It is of interest to only the effect of a computation, not how it is
produced.
This describes basically, mathematical functions, which take
something as an input, do some computation (which you don't
care about) and produce a result, which you care about.
Since denotational means the main meaning, the name of your
function should constrain the possible interpretations of what it
does, ideally to be exact.
Denotational Semantics
Examples:
sort(iterable): should pretty much do what it says, take an unordered
iterable as its input and return it ordered.
min(iterable): should take an array return the smallest value (you don't
care how it does it)
max(iterable): should take an array return the largest value (you don't
care how it does it)
abs(x): return the absolute value of a number
etc.
Denotational Semantics
The following properties of a denotational semantics are often of interest.
Syntax independence: The denotations of programs should not involve the syntax of the
source language.
Soundness: All observably distinct programs have distinct denotations.
Full abstraction: Two programs have the same denotations precisely when they are
observationally equivalent. For semantics in the traditional style, full abstraction may be
understood roughly as the requirement that "operational equivalence coincides with
denotational equality".
Additional desirable properties we may wish to hold between operational and denotational
semantics are:
Constructivism: Constructivism is concerned with whether domain elements can be shown to
exist by constructive methods.

Data entries =
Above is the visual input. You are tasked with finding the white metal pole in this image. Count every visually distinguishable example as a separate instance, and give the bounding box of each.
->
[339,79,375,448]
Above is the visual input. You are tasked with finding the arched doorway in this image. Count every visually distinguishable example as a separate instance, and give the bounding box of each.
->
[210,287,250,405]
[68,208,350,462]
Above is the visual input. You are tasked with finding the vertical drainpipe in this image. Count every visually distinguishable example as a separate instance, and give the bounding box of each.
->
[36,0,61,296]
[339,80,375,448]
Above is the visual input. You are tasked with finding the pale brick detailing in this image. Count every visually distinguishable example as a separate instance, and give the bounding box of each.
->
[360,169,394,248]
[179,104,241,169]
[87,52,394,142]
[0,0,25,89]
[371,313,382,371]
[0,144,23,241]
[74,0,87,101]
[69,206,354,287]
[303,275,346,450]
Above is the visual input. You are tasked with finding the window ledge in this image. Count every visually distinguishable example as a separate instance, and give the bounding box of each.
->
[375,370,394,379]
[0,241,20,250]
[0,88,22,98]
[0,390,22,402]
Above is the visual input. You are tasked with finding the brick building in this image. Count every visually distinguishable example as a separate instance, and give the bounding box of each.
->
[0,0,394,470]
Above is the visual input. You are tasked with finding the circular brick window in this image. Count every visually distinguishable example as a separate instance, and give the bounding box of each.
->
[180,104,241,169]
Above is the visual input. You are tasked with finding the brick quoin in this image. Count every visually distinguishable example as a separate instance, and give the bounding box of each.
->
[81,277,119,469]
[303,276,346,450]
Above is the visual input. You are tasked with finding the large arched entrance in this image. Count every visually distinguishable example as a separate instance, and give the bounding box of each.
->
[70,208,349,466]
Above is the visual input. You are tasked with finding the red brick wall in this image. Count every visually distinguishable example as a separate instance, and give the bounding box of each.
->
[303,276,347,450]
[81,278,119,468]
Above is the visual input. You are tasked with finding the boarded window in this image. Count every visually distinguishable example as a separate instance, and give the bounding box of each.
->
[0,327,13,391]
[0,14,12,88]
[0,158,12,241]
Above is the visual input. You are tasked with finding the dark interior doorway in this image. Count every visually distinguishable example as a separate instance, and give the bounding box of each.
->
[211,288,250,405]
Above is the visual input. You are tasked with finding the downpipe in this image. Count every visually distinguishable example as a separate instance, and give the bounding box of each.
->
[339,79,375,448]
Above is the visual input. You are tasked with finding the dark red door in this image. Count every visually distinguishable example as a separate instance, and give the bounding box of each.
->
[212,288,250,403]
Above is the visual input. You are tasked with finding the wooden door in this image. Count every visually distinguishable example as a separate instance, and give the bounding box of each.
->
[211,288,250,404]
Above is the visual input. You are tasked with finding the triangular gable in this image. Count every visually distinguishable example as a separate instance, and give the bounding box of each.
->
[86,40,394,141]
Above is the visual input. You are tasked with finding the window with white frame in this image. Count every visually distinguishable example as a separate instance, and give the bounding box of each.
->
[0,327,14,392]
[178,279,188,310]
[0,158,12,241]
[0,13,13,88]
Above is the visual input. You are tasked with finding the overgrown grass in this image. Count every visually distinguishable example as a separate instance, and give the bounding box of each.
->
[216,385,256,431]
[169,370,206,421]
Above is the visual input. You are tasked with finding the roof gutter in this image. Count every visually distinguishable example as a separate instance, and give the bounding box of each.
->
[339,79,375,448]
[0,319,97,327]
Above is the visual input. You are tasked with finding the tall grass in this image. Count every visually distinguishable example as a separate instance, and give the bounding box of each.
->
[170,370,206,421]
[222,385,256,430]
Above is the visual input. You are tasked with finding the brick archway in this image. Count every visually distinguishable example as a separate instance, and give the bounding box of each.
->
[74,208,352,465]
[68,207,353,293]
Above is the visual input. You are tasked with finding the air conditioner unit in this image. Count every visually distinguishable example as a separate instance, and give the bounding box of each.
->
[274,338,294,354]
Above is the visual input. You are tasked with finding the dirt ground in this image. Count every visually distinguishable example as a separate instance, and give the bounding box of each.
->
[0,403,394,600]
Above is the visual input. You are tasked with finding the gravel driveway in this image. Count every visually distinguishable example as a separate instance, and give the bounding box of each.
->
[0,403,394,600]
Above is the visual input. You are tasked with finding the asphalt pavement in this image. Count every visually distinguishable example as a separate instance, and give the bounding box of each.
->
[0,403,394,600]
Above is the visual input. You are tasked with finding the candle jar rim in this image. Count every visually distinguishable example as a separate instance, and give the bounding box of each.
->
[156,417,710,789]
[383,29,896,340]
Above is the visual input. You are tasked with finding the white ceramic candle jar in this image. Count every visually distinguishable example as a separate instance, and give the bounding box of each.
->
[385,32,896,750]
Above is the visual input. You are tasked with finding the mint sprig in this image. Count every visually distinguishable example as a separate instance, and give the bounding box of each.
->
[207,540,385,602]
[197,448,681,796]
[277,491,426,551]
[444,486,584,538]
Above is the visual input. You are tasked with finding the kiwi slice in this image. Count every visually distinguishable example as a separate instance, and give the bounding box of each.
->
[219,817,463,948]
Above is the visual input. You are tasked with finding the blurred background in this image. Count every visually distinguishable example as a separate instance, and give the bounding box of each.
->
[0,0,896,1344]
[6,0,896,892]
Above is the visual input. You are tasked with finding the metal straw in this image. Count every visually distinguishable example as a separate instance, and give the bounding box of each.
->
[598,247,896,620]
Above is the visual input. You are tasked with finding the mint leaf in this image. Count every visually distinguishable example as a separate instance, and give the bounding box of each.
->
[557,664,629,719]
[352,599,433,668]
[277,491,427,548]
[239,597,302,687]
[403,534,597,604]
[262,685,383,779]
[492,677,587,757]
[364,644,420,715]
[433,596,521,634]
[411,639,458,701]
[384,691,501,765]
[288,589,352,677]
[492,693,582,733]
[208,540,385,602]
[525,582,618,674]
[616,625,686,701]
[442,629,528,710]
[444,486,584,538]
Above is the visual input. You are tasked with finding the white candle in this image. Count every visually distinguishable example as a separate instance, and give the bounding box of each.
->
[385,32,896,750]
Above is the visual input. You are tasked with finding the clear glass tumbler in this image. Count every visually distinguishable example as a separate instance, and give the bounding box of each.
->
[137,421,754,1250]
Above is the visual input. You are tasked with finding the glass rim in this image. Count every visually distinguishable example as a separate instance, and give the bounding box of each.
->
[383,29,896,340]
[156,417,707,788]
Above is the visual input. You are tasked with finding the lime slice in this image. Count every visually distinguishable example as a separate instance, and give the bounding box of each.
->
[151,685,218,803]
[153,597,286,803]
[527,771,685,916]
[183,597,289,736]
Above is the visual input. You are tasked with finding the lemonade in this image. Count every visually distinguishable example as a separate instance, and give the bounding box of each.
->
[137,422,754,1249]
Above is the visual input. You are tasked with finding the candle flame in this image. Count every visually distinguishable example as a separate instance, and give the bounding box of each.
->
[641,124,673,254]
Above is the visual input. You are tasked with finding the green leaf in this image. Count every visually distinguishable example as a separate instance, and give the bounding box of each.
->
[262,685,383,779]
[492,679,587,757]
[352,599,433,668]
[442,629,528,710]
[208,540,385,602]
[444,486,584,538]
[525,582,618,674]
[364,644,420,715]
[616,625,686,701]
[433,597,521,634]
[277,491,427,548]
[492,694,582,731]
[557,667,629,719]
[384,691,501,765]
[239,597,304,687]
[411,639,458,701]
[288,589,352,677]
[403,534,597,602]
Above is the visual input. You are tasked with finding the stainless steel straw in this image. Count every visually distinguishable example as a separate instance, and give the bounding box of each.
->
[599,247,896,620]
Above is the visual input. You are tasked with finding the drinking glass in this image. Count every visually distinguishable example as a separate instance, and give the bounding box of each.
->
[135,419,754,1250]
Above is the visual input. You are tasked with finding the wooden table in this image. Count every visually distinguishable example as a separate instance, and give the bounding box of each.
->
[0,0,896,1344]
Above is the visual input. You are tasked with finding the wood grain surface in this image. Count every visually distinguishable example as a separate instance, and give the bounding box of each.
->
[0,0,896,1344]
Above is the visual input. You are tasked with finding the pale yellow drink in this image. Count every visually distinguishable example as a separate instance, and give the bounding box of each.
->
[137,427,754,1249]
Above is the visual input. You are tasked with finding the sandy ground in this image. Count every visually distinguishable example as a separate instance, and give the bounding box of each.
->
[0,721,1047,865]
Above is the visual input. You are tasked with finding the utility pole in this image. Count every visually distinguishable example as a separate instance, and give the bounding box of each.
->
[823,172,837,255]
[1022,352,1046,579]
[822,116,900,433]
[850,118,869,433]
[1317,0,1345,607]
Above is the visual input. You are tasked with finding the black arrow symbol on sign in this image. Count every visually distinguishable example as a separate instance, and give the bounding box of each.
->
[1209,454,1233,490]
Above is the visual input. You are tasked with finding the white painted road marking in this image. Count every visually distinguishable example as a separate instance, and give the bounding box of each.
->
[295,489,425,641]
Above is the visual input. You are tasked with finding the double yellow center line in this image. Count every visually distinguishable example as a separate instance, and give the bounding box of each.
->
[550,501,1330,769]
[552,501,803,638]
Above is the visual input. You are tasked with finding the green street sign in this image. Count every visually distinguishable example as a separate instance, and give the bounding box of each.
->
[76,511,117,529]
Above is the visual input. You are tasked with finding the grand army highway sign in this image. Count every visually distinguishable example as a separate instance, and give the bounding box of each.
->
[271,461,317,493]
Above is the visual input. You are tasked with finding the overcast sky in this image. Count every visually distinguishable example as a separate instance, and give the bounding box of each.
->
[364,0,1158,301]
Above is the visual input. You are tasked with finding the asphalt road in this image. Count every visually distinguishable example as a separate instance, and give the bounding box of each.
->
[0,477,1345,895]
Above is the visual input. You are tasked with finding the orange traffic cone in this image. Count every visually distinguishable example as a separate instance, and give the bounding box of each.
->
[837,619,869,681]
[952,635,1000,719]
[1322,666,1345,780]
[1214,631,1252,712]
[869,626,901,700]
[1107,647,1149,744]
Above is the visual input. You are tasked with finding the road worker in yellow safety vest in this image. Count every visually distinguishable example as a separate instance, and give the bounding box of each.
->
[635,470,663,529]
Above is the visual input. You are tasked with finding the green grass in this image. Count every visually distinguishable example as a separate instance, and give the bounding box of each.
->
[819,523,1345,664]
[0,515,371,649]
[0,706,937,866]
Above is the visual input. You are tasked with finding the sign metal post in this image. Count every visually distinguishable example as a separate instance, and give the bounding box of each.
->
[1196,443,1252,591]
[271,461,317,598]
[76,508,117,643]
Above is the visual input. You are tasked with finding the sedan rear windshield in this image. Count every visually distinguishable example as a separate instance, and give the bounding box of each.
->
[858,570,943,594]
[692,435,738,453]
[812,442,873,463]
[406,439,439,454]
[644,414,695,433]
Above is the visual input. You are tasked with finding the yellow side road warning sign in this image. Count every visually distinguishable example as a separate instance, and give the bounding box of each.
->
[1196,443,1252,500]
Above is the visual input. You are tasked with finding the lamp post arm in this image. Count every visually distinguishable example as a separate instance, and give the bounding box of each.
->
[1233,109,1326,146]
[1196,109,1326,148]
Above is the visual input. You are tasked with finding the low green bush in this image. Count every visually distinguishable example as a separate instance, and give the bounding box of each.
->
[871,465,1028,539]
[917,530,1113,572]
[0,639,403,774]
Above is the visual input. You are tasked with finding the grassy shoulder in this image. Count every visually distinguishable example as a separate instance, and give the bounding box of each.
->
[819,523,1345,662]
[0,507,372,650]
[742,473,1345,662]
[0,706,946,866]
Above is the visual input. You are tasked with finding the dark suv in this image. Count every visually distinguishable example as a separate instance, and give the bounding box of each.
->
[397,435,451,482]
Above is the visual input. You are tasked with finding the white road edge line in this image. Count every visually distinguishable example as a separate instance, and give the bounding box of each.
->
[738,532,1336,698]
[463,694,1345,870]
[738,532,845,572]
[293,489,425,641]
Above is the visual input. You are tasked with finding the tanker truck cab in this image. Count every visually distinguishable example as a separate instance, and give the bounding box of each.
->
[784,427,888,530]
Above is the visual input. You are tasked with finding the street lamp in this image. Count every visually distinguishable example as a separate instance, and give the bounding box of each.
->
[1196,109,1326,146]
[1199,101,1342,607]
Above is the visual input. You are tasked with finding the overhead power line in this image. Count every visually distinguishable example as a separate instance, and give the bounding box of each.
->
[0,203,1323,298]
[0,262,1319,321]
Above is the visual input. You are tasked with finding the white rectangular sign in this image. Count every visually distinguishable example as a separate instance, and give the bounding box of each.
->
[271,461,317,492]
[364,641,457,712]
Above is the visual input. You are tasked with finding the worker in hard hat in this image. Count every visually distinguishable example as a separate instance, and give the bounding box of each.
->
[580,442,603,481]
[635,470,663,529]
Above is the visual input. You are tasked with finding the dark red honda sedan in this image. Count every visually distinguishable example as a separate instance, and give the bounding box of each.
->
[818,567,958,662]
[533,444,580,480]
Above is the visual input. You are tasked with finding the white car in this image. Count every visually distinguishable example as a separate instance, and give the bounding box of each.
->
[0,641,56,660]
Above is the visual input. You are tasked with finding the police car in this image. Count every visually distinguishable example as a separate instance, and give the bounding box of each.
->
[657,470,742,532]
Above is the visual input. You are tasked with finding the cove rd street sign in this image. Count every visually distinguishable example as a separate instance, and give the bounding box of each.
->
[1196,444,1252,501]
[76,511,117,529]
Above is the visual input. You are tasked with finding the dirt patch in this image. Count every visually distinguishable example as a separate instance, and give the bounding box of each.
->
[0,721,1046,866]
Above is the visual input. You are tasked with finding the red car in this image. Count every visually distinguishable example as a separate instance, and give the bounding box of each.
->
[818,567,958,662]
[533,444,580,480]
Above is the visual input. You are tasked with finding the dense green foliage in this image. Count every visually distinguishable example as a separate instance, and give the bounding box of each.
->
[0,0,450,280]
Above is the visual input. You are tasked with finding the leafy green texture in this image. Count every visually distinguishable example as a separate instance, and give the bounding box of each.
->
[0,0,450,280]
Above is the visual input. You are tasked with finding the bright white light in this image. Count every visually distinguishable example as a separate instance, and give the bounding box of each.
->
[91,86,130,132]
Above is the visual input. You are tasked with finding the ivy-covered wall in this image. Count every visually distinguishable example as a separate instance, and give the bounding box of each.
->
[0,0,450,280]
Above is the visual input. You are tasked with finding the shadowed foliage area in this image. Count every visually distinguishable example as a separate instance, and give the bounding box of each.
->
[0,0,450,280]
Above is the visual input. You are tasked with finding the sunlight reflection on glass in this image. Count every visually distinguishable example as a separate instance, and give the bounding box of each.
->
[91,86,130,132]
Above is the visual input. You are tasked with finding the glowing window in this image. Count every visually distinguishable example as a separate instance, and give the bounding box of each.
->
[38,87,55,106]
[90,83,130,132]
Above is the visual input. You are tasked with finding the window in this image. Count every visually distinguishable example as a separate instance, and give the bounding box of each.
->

Given exercise 1 = For each statement about the denotational semantics text, answer yes or no according to whether it agrees with the text, and quote the deciding words. (a) Soundness means that all observably distinct programs have distinct denotations. (b) Syntax independence means that the denotations of programs should involve the syntax of the source language. (c) The min(iterable) example should return the largest value of an array.
Given exercise 2 = Multiply every bounding-box coordinate in the answers of the listing by 0.55 and round to whole numbers, with halves rounded up. Then write out again only the listing lines between the line holding "the window with" and the line holding "[68,207,353,293]", inclusive, with the requests included.

Task response 1 =
(a) Yes: "Soundness: All observably distinct programs have distinct denotations."
(b) No: "The denotations of programs should not involve the syntax of the source language."
(c) No: "min(iterable): should take an array return the smallest value"

Task response 2 =
Above is the visual input. You are tasked with finding the window with white frame in this image. Count every visually distinguishable example as a separate instance, and give the bounding box of each.
->
[0,180,8,216]
[98,153,103,171]
[0,87,7,133]
[0,7,7,48]
Above is the visual input. You are tasked with finding the overgrown grass in this image. Count every visually distinguishable example as a separate instance, and give the bounding box of each.
->
[119,212,141,237]
[93,204,113,232]
Above is the visual input. You are tasked with finding the roof gutter in this image. Count every visually distinguishable example as a separate instance, and give the bounding box of each.
->
[186,43,206,246]
[0,175,53,180]
Above is the visual input. You are tasked with finding the tall grass in this image. Count every visually distinguishable example as a separate instance, and give the bounding box of each.
->
[94,204,113,232]
[122,212,141,237]
Above is the visual input. You are tasked with finding the brick archway in this image. Count every visually distinguishable example as a separate instance, and give the bounding box of each.
->
[41,114,194,256]
[37,114,194,161]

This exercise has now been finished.